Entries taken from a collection
=-=-=

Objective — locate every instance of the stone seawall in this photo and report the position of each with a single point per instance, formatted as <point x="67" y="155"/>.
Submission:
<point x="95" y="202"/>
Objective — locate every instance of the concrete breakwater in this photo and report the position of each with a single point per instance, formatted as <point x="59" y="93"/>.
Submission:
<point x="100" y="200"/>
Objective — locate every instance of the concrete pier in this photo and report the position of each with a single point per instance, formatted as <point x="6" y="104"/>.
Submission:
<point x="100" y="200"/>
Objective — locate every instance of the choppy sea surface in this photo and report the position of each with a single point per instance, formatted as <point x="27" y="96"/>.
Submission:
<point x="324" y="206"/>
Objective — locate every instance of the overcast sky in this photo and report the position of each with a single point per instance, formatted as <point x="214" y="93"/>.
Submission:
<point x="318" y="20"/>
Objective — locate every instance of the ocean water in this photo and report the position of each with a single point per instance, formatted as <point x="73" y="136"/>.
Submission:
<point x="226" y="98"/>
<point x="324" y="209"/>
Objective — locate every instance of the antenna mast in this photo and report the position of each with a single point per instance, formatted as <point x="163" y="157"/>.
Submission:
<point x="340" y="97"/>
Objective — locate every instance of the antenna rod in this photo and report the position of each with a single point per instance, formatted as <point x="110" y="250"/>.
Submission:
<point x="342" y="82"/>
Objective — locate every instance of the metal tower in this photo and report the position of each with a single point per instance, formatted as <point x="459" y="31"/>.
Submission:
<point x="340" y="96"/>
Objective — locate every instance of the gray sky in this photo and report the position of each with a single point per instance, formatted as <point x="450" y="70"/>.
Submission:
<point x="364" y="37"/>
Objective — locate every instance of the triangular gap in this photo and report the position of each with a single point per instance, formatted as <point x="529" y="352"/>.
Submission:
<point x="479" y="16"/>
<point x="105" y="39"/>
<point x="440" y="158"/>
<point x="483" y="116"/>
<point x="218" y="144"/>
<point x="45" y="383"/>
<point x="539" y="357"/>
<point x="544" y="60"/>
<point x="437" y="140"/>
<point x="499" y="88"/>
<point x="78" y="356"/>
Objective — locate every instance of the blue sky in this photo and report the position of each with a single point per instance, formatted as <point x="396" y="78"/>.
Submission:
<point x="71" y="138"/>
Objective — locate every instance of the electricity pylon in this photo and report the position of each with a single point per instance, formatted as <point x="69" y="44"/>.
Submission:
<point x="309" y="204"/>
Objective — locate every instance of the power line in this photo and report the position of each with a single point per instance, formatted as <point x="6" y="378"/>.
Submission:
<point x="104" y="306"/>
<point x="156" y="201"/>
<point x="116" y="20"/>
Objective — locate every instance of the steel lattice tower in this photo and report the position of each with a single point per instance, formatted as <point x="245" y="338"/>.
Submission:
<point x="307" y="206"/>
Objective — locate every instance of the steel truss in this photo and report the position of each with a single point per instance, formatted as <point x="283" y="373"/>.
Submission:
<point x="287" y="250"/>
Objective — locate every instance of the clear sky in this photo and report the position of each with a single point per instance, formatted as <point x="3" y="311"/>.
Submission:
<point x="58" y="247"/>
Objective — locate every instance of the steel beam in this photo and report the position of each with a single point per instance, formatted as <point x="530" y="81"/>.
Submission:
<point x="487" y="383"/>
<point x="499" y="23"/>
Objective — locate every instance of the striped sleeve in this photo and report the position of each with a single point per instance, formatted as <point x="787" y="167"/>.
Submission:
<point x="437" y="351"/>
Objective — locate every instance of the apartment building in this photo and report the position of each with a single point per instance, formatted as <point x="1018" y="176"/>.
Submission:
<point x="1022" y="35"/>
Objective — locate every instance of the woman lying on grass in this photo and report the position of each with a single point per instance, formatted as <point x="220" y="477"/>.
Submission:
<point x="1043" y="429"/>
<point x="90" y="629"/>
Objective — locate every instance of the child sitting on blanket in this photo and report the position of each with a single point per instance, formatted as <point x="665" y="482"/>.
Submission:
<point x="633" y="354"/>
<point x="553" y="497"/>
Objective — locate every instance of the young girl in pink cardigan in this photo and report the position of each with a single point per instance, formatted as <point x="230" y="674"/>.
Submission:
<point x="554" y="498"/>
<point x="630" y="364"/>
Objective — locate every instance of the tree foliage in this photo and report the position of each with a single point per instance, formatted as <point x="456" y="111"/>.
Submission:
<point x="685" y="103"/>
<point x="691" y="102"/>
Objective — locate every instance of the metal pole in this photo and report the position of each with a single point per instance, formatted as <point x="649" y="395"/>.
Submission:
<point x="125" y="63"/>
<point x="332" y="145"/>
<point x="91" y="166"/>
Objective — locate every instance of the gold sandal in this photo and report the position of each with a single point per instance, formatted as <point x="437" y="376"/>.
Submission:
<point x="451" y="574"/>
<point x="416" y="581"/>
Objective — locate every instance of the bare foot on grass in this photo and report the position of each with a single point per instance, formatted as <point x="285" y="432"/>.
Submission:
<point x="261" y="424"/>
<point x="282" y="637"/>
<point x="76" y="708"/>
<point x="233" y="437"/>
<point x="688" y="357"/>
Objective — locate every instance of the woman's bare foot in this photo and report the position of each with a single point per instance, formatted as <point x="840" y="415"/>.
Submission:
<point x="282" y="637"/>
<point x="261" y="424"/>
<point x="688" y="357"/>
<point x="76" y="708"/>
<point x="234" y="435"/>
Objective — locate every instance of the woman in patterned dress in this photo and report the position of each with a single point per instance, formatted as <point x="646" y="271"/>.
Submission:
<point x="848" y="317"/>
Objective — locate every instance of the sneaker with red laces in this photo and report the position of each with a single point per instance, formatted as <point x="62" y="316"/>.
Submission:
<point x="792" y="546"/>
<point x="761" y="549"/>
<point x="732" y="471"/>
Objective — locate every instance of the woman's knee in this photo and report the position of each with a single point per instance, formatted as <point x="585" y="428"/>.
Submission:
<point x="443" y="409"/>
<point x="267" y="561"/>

=-=-=

- **ASSIGNMENT**: Your answer should consist only of the lines from the one with "Objective — locate every instance of the sneaker" through the last line of the entries above, retyped exactly.

- **PROBLEM SOLUTION**:
Objective — locate every instance of the sneaker with red laces in this photo and report the position of each with a single point per instance, formatted as <point x="62" y="316"/>.
Submission:
<point x="792" y="546"/>
<point x="761" y="549"/>
<point x="732" y="471"/>
Objective — locate every instance of the woman's knee in this photo and report the position of each with a single point per instance, formatted as <point x="585" y="428"/>.
Submission:
<point x="443" y="409"/>
<point x="267" y="561"/>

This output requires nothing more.